═══ RECORD EXCERPTS

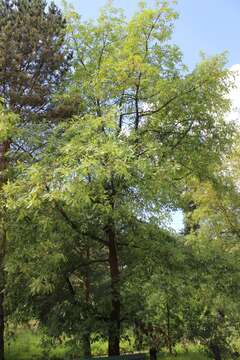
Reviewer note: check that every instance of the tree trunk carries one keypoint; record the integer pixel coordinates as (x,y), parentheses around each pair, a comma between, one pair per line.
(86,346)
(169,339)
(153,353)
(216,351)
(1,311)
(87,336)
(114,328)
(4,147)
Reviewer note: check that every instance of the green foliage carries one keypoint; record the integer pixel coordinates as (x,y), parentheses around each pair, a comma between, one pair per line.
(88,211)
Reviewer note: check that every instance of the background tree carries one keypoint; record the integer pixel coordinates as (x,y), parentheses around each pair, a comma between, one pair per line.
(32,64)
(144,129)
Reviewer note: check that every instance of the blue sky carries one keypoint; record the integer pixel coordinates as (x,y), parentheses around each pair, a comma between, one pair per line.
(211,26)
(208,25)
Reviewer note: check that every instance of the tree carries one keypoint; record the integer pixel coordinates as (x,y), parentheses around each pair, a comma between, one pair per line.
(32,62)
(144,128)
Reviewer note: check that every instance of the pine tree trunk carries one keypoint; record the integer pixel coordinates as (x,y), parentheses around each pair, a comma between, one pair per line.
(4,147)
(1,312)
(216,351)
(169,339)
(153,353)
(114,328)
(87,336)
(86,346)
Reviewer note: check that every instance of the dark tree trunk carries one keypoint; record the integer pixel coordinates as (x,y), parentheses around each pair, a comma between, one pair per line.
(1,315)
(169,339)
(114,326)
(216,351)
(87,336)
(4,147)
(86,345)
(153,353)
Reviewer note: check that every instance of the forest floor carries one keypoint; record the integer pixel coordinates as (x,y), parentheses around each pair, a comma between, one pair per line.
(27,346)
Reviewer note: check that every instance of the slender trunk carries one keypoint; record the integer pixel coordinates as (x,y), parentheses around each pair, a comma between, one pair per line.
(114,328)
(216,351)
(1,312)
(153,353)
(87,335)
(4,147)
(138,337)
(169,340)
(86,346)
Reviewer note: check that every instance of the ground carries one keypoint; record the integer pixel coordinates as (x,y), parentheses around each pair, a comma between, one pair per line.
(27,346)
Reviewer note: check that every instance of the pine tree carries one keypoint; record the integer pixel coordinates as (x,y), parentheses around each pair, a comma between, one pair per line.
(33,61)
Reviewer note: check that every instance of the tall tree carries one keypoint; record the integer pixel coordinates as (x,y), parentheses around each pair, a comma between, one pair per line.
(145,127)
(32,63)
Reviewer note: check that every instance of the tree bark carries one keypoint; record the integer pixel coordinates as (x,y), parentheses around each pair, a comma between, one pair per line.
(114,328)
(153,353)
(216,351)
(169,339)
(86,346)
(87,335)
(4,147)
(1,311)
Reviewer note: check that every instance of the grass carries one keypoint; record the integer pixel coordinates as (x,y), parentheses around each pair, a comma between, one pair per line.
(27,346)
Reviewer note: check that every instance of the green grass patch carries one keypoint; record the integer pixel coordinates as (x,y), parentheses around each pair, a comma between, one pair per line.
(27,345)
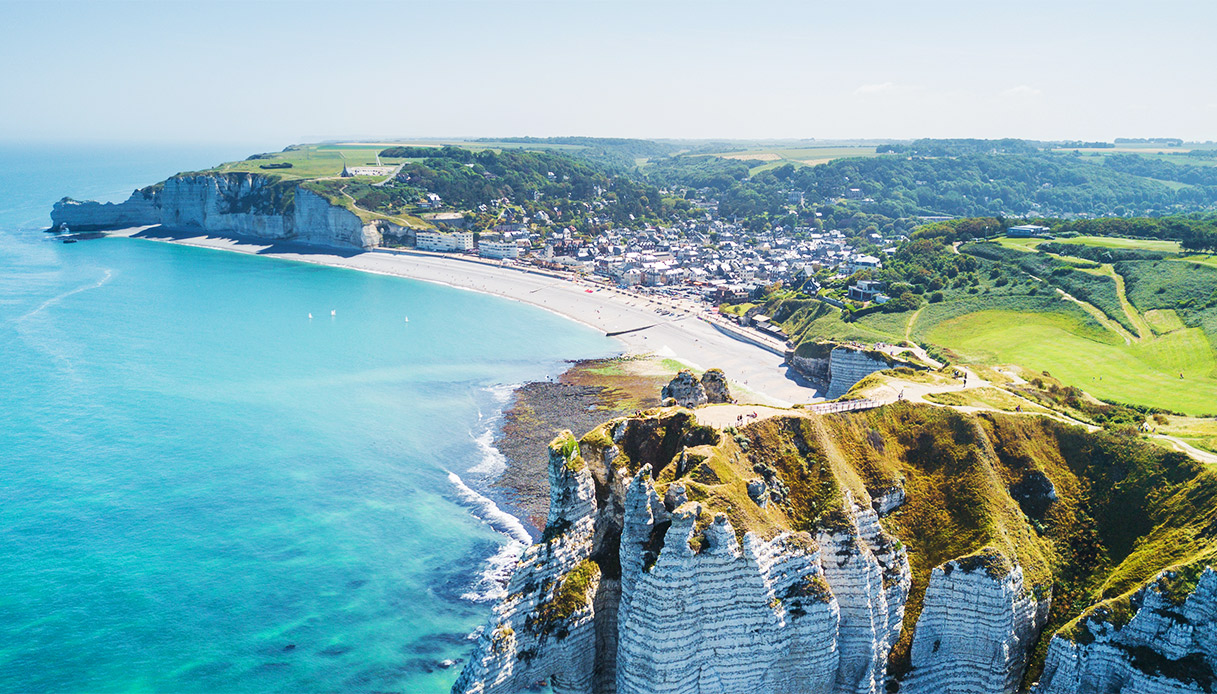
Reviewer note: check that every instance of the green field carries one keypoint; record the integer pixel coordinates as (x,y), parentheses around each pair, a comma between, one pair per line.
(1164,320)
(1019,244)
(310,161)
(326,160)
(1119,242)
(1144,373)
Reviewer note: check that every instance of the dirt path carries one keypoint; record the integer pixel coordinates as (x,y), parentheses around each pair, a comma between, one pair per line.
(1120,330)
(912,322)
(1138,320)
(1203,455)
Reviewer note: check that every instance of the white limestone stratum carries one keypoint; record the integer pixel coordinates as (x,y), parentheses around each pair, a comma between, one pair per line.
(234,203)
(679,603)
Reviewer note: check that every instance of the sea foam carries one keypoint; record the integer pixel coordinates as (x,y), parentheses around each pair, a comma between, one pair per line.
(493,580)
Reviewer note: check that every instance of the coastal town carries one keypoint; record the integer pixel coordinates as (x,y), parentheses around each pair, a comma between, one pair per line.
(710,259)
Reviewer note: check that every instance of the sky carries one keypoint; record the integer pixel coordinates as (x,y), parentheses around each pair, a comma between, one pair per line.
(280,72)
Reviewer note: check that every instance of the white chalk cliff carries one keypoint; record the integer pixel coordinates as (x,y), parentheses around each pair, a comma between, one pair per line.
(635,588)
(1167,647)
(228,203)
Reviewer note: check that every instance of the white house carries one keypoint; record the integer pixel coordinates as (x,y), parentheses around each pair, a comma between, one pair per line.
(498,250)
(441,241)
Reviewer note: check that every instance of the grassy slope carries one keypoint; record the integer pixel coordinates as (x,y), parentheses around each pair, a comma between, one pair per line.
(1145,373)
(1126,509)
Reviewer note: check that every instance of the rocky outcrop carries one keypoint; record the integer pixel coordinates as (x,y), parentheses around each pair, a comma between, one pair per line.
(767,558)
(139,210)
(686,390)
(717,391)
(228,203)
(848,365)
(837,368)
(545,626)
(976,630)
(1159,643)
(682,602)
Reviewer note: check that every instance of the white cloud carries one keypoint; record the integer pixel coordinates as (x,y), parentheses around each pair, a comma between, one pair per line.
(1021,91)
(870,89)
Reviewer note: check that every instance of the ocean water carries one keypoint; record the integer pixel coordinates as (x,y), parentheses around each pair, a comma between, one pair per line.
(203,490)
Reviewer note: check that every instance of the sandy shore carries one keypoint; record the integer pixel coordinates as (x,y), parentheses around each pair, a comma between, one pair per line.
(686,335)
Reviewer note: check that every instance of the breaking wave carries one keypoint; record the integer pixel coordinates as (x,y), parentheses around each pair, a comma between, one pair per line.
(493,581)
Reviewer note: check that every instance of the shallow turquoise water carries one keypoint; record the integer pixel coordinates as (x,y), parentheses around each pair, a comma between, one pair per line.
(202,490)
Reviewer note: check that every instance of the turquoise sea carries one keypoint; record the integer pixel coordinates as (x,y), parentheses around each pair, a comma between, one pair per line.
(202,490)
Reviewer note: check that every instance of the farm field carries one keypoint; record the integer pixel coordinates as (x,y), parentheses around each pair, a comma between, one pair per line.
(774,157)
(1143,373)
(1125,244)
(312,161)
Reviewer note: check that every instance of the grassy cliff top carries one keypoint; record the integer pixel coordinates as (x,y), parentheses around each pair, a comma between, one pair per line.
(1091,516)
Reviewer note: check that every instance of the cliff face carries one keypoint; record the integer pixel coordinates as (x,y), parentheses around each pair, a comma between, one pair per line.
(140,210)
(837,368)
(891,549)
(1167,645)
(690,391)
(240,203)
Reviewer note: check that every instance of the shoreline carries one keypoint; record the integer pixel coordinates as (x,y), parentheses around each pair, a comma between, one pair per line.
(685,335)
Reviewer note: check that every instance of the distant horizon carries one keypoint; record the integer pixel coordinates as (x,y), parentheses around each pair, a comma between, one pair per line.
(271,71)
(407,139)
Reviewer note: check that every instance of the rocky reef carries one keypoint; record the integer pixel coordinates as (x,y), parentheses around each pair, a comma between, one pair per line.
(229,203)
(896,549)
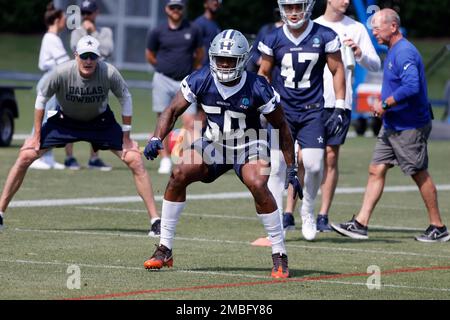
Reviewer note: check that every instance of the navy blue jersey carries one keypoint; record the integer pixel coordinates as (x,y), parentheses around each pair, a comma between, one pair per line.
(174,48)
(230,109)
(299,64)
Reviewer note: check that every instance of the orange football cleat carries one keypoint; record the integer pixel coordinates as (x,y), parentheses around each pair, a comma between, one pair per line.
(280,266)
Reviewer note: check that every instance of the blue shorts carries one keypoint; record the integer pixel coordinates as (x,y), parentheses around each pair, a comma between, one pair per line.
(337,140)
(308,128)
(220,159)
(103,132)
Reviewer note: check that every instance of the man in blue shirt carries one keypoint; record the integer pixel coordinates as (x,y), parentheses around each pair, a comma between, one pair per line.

══════

→ **DIRECTIVE**: Write the material out again exactly as it appears, dropping the pictures.

→ **THE SOLUTION**:
Reviewer note: check that every instance of the tree trunk carries one keypoint; record the integer pixel coordinates as (x,y), parentheses around each pair, a comma between, one pair per line.
(86,346)
(169,339)
(153,353)
(216,351)
(1,311)
(87,336)
(114,328)
(4,147)
Reviewer note: check that every instance of the green foliage carries one keypoint; record the integer pixel coordinates as (x,y), parentheses around each pair, a comma between, one pair per line.
(88,211)
Reviewer note: check that every instance of the background tree carries one keypoint; record the integer pixel coordinates as (x,y), parentheses around each pair, a comma between, one pair per line.
(32,64)
(144,129)
Reviewer note: check that every instance of the blue sky carries one keypoint; record the integer pixel coordinates as (x,y), parentheses around each pair, a comma between, one pair per line.
(211,26)
(208,25)
Reviewer note: check that every instance of the tree carries one keypoint; record the integer pixel coordinates as (x,y), parentheses around each pair, a comma between, one pair per line.
(32,62)
(144,128)
Reviewer note: check that every instance of the pine tree trunk carries one keypoint; record the integer pixel coordinates as (x,y), parentheses around each pair, a comma between, one pair per line.
(4,147)
(1,312)
(216,351)
(169,339)
(153,353)
(114,328)
(87,336)
(86,346)
Reviewer note: check that every instance of the dark tree trunk carries one keypoint; record the integer pixel coordinates as (x,y), parentheses around each pair, a comma between, one pair per line.
(1,315)
(169,339)
(114,326)
(216,351)
(87,336)
(4,147)
(86,345)
(153,353)
Reviewer note: check that every instance of the forest floor carries one keypoint; record the integer pixel coordinates as (x,y), parentheses around each pair, a comma between, one pair per line.
(27,346)
Reviewer note: check that every instance of the slender trunk carries one keypoint; record the integer pixel coordinates as (x,y), parentheses around each pair, a comma between, one pair per line.
(114,328)
(216,351)
(1,312)
(153,353)
(87,335)
(4,147)
(138,337)
(169,340)
(86,346)
Reviewer note: check that every instance of the ground carries one keypoint; record the integer pixel coordinates as (x,y), parentheses around each pair, a comma between, one pair per line.
(27,346)
Reviewer note: check that every instance of the pine tree carries one keypoint; record the integer pixel coordinates as (x,y), parentheses around each pair, a comma between, one pair per line.
(33,61)
Reviewer note: check that every instance of the tall tree carries one keypoint; record the integer pixel coordinates as (x,y), parentheses around each pair, a comma between, one pair per line.
(145,127)
(32,63)
Reviewer note: check that every instance of the tree bark carries one keypoint; record the integer pixel coordinates as (x,y), parentheses around each pair, a comma between, one pair per line.
(114,328)
(153,353)
(216,351)
(169,339)
(86,346)
(87,335)
(4,147)
(1,311)
Reviewer note: check that every instance of the grass carries one keypoint; record the integer pixel coordinates as (x,y), parentheses around each pair, a comma between, one pair per line.
(27,346)
Reviewer note: check that every instance of the green grass patch carries one keypoint; record the integer pixel coordinates as (x,y), parentheses around each pair, a comma between, one pair per line.
(27,345)
Reviewer note: check that every instance of the green field carries one keypoint; record the integer pixel coordinates as (x,y), parentheses around each pair, a comma between, one pair per line.
(1164,320)
(1019,244)
(310,161)
(326,160)
(1119,242)
(1144,373)
Reviewer note: check that every instance of the dirt path carries one keypoint; record the integer pixel coordinates as (x,y), parentheses around each pair, a comma between, one pair per line.
(1120,330)
(912,322)
(1138,320)
(1203,455)
Reviewer note: check that every instance of the white limestone stratum carries one keypoint; record the integer pixel coordinates as (x,y), parentheses around each pair, a comma between, one pair per line.
(234,203)
(679,603)
Reviewer note: check that every instance of the sea foam carries one keypoint; record the integer pixel coordinates as (x,y), parentheses around each pair, a comma between, one pair per line.
(493,580)
Reviewer note: check that every instance of the coastal town carries one keypoint; record the integer pixel coordinates as (x,y), parentheses around each pair, a comma between, one pair per line.
(710,259)
Reviewer note: check that every instance of the sky carries one keypoint; record the integer pixel coordinates as (x,y), parentheses around each pair, a comma between, one pair per line.
(280,72)
Reviewer note: check that every instance of the white chalk cliff carries one keypoint; record the integer pixel coordinates as (x,y), parentheses around each pair, a comma between, one pair per line.
(635,588)
(1167,647)
(228,203)
Reviewer note: check that every instance of the white house carries one keypoint; record the integer pixel coordinates as (x,y), parentheses around each pair, a comma between, one pair per line.
(498,250)
(441,241)
Reviewer note: check that every instance of the grassy slope carries one keypoint; record the integer pixel coordinates as (x,y), parentheses around each pair, a comma between, one pair per line.
(1145,373)
(1126,509)
Reviewer note: check that every instance of the rocky outcrop carries one keypoint; record the integer pixel coordinates as (x,y), parentheses around each pair, a comma between, one pair per line.
(767,558)
(139,210)
(686,390)
(717,391)
(228,203)
(848,365)
(837,368)
(545,626)
(976,630)
(1159,643)
(682,602)
Reviewer note: check that every instance of the white cloud carries one keypoint; record the integer pixel coordinates as (x,y), parentheses around each pair, a comma between, one pair per line.
(1021,91)
(870,89)
Reviewer note: check that every instance of the ocean water carries one keypoint; record the integer pixel coordinates as (x,y), parentheses around each pair, a comma between, one pair per line.
(203,490)
Reviewer note: check that every instance of the sandy shore carries one keypoint; record the integer pixel coordinates as (x,y), parentheses around each pair, a comma between, one pair per line.
(686,335)
Reviewer note: check that every instance of the breaking wave carries one keypoint; record the integer pixel coordinates as (x,y), parentheses around each pair, a comma between, one pair per line.
(493,581)
Reviewer note: check that every instance of the shallow turquoise water carries one keypoint; record the integer pixel coordinates as (x,y), parentheses around each pair, a comma between, one pair per line.
(202,490)
Reviewer note: check that every instance of the turquoise sea carries one keypoint; record the integer pixel coordinates as (x,y), parentheses around each pair, a comma between, one pair per line.
(202,490)
Reviewer note: check that every instance of the farm field carries one keypoint; record the integer pixel coordinates as (x,y), parentheses around each pair, a comma between, one pair per line.
(774,157)
(1143,373)
(1125,244)
(312,161)
Reviewer note: check that every instance of the grassy cliff top carries one keypoint; record the integer pixel coordinates as (x,y), parentheses around each pair, a comma between, one pair per line.
(1091,516)
Reviewer note: check that every instance of the cliff face carries one keypoint; record the integer pixel coordinates as (x,y), parentheses around each pair, a comma between, one pair per line.
(140,210)
(837,368)
(891,549)
(1167,645)
(690,391)
(240,203)
Reviewer note: check that every instance of the shoreline carries one keypoint; record the integer pixel coordinates as (x,y), parentheses around each pair, a comma between, one pair per line.
(685,335)
Reviewer note: check that every instance of the distant horizon carries one keypoint; record the integer pixel coordinates as (x,y), parentheses around each pair, a comma between, one pair per line.
(271,71)
(407,139)
Reviewer note: check that every instance of the rocky reef carries one keypoint; record the integer pixel coordinates as (x,y), parentheses around each pair, a comma between, one pair per line.
(229,203)
(896,549)
Reviewer note: check that every instance of the navy blue jersey carries one keypoint; record the integer pixel coordinates as (x,y), parentheses around each pair, a comma between, one pair per line.
(174,48)
(230,109)
(299,64)
Reviewer note: check that every instance of the orange football cleat carries one keypoint; record the integer pixel coordinates as (x,y), parentheses around each pair, a comma between, one pair per line.
(280,266)
Reviewer note: check that every instance of the blue shorts carries one keypoint; record the integer pixel coordinates as (x,y), parentheses around each pair, a comma between, one pair per line.
(337,140)
(308,128)
(220,159)
(103,132)
Reviewer note: check that every instance of the man in blue shirt carries one keypoint; record the integer pixel coordinates as (x,y), parentheses around each pair, a comma between, one pair per line.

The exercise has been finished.